Saved data entries:

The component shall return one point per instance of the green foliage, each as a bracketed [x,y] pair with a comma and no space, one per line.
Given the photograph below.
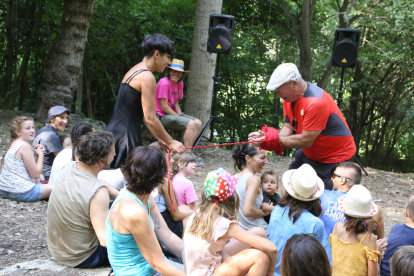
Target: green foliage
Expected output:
[378,94]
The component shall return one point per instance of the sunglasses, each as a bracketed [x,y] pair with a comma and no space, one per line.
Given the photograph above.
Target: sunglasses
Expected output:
[337,175]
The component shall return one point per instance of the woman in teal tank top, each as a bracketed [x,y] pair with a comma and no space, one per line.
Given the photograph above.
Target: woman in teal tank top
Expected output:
[134,222]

Description of the task ▸ For the records above, state the number of lines holding the string "space", without further comment.

Answer box ▸ 3